- _WHAT IS BEING ASKED_
Although the data below holds other lines too, output only those from the line with "pixel 310 9" up to and including the line with "pixel 501 363", exactly as they appear.
--- INFORMATION PROVIDED Enclosed Below ---
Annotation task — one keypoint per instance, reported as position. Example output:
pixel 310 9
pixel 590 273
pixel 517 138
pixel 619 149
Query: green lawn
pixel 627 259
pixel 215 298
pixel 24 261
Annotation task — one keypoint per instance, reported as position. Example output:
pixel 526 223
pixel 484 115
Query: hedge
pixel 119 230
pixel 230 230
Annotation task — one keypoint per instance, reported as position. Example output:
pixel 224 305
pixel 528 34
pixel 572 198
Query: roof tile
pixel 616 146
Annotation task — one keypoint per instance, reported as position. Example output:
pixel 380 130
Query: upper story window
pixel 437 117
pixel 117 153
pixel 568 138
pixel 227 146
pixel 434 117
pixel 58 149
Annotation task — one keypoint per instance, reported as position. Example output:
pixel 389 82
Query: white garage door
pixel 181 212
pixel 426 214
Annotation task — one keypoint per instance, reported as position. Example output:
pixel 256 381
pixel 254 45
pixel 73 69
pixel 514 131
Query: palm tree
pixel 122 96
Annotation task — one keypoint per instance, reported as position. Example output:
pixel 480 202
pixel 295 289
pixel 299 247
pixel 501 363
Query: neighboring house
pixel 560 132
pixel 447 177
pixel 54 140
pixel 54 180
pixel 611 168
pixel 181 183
--- End of Enclosed INFORMATION PROVIDED ---
--- INFORMATION PROVIDED Enclosed Below ---
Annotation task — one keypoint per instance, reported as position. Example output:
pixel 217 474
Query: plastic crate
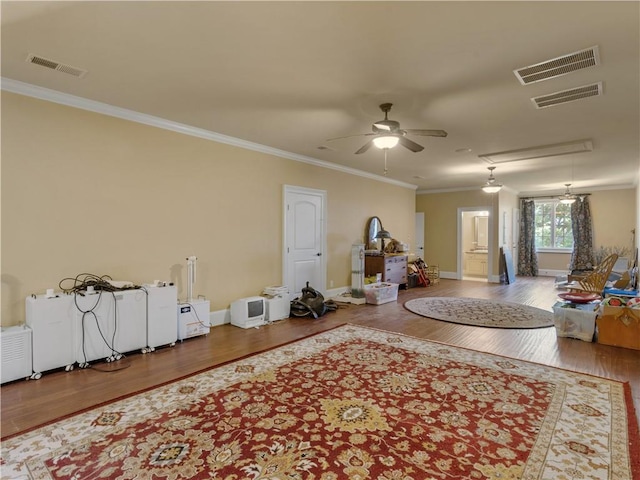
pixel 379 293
--- End of Enclosed INFORMATION PROVIDED ---
- _TASK OUTPUT_
pixel 310 9
pixel 590 273
pixel 517 138
pixel 619 149
Query: green lawn
pixel 627 259
pixel 215 298
pixel 24 261
Annotation task — one keypoint per instance, reported as position. Example output:
pixel 526 223
pixel 484 115
Query: hedge
pixel 119 230
pixel 230 230
Annotation task — one keypoint per instance, reported as position. Example output:
pixel 224 305
pixel 528 34
pixel 572 198
Query: roof tile
pixel 616 146
Annotation task — one keypoint per instance, reported as position. Example output:
pixel 380 130
Query: upper story window
pixel 437 117
pixel 117 153
pixel 568 138
pixel 227 146
pixel 434 117
pixel 58 149
Annotation task — one keypoint per instance, reported as position. Example output:
pixel 389 82
Query: white garage door
pixel 181 212
pixel 426 214
Annotation task — one keypoint per instance, reported as position. Example output:
pixel 256 381
pixel 254 45
pixel 73 69
pixel 514 131
Query: palm tree
pixel 122 96
Annotation task — one keypoint per instance, reported as position. Example output:
pixel 480 202
pixel 295 289
pixel 299 247
pixel 501 363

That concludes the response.